→ **WHAT YOU SHOULD DO**:
An exact copy of the data is needed, but without any of its images.

→ **Referring expression grounding data**:
-.-.-
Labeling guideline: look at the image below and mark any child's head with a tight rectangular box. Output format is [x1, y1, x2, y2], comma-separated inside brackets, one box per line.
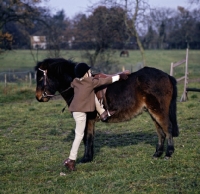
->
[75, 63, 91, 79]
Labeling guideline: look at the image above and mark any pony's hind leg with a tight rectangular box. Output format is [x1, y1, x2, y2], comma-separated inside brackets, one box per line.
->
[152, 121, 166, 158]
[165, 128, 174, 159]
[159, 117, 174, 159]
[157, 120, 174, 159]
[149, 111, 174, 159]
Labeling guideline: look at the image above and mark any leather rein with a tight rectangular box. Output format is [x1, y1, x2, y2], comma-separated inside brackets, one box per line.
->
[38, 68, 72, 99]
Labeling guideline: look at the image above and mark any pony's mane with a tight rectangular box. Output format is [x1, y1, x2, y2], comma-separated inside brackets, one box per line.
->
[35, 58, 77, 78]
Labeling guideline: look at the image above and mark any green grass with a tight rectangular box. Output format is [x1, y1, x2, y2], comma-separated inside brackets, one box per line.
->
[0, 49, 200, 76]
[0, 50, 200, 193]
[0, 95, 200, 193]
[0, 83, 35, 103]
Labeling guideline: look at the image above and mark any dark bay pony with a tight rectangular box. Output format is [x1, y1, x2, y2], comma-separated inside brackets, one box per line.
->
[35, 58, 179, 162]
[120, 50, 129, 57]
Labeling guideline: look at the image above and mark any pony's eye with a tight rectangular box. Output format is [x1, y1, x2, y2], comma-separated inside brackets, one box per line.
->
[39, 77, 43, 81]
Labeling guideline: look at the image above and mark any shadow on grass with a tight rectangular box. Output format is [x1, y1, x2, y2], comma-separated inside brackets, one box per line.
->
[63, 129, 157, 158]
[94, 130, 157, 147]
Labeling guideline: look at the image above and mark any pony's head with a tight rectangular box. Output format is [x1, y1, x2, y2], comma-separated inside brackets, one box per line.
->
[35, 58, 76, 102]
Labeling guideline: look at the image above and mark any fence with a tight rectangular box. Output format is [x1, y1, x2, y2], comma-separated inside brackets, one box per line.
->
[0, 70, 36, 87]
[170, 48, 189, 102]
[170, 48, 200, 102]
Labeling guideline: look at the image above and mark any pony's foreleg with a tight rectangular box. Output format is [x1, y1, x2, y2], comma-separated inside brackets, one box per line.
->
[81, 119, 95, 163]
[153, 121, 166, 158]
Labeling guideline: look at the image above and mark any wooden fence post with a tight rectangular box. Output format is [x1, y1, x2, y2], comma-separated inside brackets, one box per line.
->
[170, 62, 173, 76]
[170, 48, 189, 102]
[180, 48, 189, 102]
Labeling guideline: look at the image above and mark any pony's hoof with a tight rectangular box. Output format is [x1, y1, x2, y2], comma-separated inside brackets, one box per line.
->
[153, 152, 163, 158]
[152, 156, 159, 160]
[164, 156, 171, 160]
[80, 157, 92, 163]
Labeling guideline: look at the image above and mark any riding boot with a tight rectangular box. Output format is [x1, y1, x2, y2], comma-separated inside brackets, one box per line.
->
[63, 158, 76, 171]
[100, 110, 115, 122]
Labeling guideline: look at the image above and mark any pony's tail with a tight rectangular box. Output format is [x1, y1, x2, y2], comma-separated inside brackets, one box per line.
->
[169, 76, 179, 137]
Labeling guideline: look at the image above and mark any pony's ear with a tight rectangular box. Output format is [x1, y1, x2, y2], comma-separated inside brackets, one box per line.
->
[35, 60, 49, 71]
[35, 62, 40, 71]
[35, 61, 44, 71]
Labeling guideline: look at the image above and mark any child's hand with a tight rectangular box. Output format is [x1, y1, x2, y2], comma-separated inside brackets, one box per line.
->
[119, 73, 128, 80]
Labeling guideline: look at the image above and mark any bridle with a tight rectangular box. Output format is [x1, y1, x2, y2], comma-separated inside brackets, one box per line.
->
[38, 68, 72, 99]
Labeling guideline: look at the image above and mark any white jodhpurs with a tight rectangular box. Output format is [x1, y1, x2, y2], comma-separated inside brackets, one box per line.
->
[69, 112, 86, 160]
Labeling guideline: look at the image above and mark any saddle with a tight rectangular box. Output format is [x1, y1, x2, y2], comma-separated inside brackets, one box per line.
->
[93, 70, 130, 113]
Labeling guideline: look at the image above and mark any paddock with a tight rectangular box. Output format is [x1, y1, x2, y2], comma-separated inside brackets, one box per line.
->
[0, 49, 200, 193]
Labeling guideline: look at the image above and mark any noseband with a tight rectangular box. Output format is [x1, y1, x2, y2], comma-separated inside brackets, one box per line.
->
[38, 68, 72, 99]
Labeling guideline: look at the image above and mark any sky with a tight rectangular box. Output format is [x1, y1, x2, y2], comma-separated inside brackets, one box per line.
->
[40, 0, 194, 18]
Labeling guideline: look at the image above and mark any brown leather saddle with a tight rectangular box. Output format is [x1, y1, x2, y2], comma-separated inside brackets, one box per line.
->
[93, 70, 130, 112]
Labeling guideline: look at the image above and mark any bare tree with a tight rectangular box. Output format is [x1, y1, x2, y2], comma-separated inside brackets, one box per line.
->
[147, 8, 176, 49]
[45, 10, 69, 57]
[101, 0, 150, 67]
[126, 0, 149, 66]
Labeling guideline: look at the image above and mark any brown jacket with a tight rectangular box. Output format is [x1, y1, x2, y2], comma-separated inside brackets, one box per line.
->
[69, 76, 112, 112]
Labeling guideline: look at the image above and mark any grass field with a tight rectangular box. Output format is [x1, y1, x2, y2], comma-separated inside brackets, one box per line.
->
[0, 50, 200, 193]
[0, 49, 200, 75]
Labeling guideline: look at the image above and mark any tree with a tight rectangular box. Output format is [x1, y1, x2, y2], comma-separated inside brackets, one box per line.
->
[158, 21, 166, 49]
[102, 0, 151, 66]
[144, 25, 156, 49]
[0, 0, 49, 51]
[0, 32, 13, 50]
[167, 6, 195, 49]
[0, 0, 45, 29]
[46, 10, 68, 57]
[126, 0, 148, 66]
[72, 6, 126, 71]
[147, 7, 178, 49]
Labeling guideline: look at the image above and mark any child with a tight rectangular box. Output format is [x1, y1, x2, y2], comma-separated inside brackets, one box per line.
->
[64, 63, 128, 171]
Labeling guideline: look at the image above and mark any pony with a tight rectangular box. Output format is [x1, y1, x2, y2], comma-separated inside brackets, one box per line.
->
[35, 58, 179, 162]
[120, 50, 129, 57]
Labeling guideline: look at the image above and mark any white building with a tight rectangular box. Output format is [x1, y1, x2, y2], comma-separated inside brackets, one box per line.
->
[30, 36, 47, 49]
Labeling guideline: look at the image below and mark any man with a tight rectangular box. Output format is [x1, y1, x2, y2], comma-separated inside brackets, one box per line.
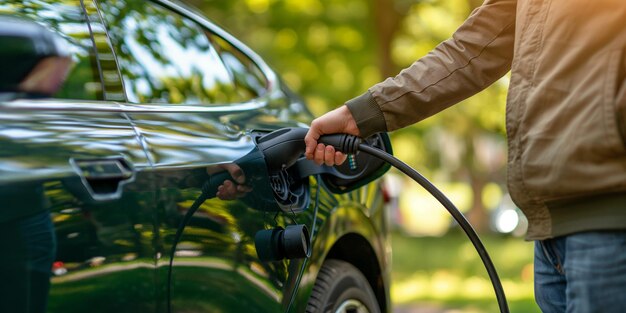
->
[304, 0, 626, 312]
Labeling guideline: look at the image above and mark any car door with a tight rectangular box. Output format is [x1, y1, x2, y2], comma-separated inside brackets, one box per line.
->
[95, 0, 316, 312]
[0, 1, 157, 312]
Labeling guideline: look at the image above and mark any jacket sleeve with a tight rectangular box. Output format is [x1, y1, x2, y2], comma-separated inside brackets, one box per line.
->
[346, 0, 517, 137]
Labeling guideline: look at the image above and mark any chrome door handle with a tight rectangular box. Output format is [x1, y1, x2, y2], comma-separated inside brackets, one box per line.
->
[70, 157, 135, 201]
-.-.-
→ **ANSWER FOR THIS EXERCISE**:
Labeling guideline: look at the image below and mark any child's head with a tight rectangular box. Output format is [x1, y1, x2, y2], comma-separated inside brackets, one box per line.
->
[75, 63, 91, 79]
Labeling guideline: look at the image above and mark any pony's hind leg with a tight rectangular box. Output format is [x1, y1, x2, y2], comma-separated inside brackets, one box per line.
->
[152, 121, 166, 158]
[165, 128, 174, 159]
[159, 117, 174, 159]
[157, 120, 174, 159]
[149, 111, 174, 159]
Labeling guideline: look at the image above and mark any leather rein with a tight rectangular box. Output format is [x1, y1, x2, y2], comma-separated inside brackets, one box per line.
->
[38, 68, 72, 99]
Labeling guideline: look at the image above and mark any pony's mane with a tight rectangular box. Output format is [x1, y1, x2, y2], comma-separated inside brackets, one box per line.
->
[35, 58, 77, 78]
Labeling guideline: look at the image above and mark any green grass with a tight rectangular box. Output format is [x1, y1, x2, y2], comma-separated inside brackets, one box per line.
->
[0, 49, 200, 76]
[0, 50, 200, 193]
[0, 95, 200, 193]
[0, 83, 35, 103]
Labeling guideline: look at the image above and mark any dark bay pony with a tight rectangular box. Output format is [x1, y1, x2, y2], comma-separated inside brackets, one box per line.
->
[35, 58, 179, 162]
[120, 50, 129, 57]
Labeling guideline: look at the image above and mark any pony's eye with a tight rectangular box. Output format is [x1, y1, x2, y2], comma-separated inside brackets, one box per line.
->
[39, 77, 43, 81]
Labeling guideline: look at the image above and mark any shadow on grass with a tight rectangular box. Output format is [x1, y1, x2, y2], comma-separated inside brackets, one box per line.
->
[63, 129, 157, 158]
[94, 130, 157, 147]
Labeling guideline: look at the image above and mark any pony's head with a tight rectangular box. Output format is [x1, y1, x2, y2], comma-separated inside brackets, one box per line.
->
[35, 58, 76, 102]
Labeling guideline: look at the image above and mark any fence with a tight rectangular box. Output format is [x1, y1, x2, y2], comma-separated inside brackets, one box per line.
->
[0, 70, 36, 87]
[170, 48, 189, 102]
[170, 48, 200, 102]
Labeling guideline: look at the image above and mark any pony's foreleg with a tight rectangular box. Output format is [x1, y1, x2, y2], comma-separated inside brackets, one box per line.
->
[81, 119, 95, 163]
[153, 121, 166, 158]
Labeling guideline: look at the image above and mark any wooden fence post with a tight rectangular box. Output format is [x1, y1, x2, y2], comma-separated inside brackets, one box per line.
->
[170, 62, 173, 76]
[170, 48, 189, 102]
[180, 48, 189, 102]
Labeling guideline: look at the image above and mark any pony's hoof with a tight rectangular box. Output format is [x1, y1, x2, y2], comma-separated inside brackets, one box per line.
->
[153, 152, 163, 158]
[152, 156, 159, 160]
[164, 156, 171, 160]
[80, 157, 92, 163]
Labeling guideline: look at the image above and mark any riding boot with a tight rectangular box. Output format is [x1, y1, x2, y2], comma-separated inside brackets, one box per line.
->
[63, 158, 76, 171]
[100, 110, 115, 122]
Labeling guideline: look at the image above and mark any pony's tail with a tight rectangular box. Output format is [x1, y1, x2, y2], comma-separated inside brackets, one box per line.
->
[169, 76, 179, 137]
Labeling guideline: look at the image above and mark any pony's ear with a tight rectangular box. Output format is [x1, y1, x2, y2], comma-separated inside brackets, one box per line.
->
[35, 60, 49, 71]
[35, 62, 40, 71]
[35, 61, 44, 71]
Labeling guideline: look at the image above and mark any child's hand with a tight rectangular box. Output format is [x1, y1, x2, y2], comma-separated inside brackets, one box per line.
->
[119, 73, 128, 80]
Labeling guideline: look at the image above and mark any bridle with a tight rectangular box. Output format is [x1, y1, x2, y2], comma-separated inside brackets, one box per line.
->
[38, 68, 72, 99]
Labeling guideline: look at the image above and mark any white jodhpurs with a tight rectangular box. Output format is [x1, y1, x2, y2], comma-separated inside brackets, one box per line.
->
[69, 112, 86, 160]
Labeling guideline: look at the image above and mark any saddle with a tight rectangular box. Output format is [x1, y1, x2, y2], comma-separated inside brackets, one box per line.
->
[93, 70, 130, 113]
Labeling guideline: look at the image above and mark any paddock with a tight rectangular box. Output format is [x1, y1, x2, y2], comma-separated inside brackets, one box per line.
->
[0, 49, 200, 193]
Labeling guideline: look at the image above and mark any noseband with a tight rectangular box. Output format is [x1, y1, x2, y2], comma-separated inside brackets, one box per line.
->
[38, 68, 72, 99]
Labeling guideline: look at the image above and mark any sky with a tight rectangular box. Output format is [x1, y1, x2, y2], comma-separated inside brackets, one box per line.
->
[40, 0, 194, 18]
Labeling guideline: look at the image above and mark any brown leather saddle with a tight rectangular box. Output format is [x1, y1, x2, y2], comma-separated inside brackets, one box per line.
->
[93, 70, 130, 112]
Labeling guideline: look at the image above and mark any bare tree with a tight rectangular box. Output format is [x1, y1, x2, y2], comma-separated inside brackets, one box per line.
->
[147, 8, 176, 49]
[45, 10, 69, 57]
[101, 0, 150, 67]
[126, 0, 149, 66]
Labeling guideline: look at the image above and mark any brown jacket with a tight rectangular box. Output format is [x1, y1, x2, y2], comma-separated inside brackets, one box per line.
->
[69, 76, 112, 112]
Labeling guideline: look at the image above and mark any grass field with a tight rectangular box. Output format is [x1, y1, x2, y2], comma-separated inside brackets, one box per line.
->
[0, 50, 200, 193]
[0, 49, 200, 75]
Labeling guideline: look at the image above and mark any tree with a tight rectangular box. Output format is [x1, y1, x2, y2], comma-separated inside brackets, one box per line.
->
[158, 21, 166, 49]
[102, 0, 151, 66]
[144, 25, 156, 49]
[0, 0, 49, 51]
[0, 32, 13, 50]
[167, 6, 195, 49]
[0, 0, 45, 29]
[46, 10, 68, 57]
[126, 0, 148, 66]
[72, 6, 126, 71]
[147, 7, 178, 49]
Labeling guideline: look at the image above and mark any child with a tight rectangular box. Output format is [x1, y1, x2, y2], comma-separated inside brackets, one box per line.
->
[64, 63, 128, 171]
Labeling guideline: look at the image above and mark any pony with a tight rectangular box. Output format is [x1, y1, x2, y2], comma-separated inside brackets, one box per line.
->
[35, 58, 179, 162]
[120, 50, 129, 57]
Labeling guideline: look at the image above and mark any white building with a tight rectangular box. Output format is [x1, y1, x2, y2], comma-separated inside brackets, one box per line.
->
[30, 36, 47, 49]
Labeling guideline: look at the image below and mark any man with a tight rectangular box. Output format is [x1, y1, x2, y2], comma-separated inside brackets, one box per line.
->
[304, 0, 626, 312]
Labeling guideline: look at the image above and mark any car door with a tight rectangular box. Output format is [x1, y1, x2, y2], comma-separated inside brackets, one box per line.
->
[95, 0, 316, 312]
[0, 1, 157, 312]
Labeling guideline: look at the image above and mark any jacket sleeve with a tight rectangular box. Output format is [x1, y1, x2, y2], comma-separated inside brackets, one box per line.
->
[346, 0, 517, 137]
Labeling guideline: look at the image above and mark any chrome door handle with a tight rectangular box. Output format is [x1, y1, x2, y2], comma-separated inside brackets, one box per line.
->
[70, 157, 135, 201]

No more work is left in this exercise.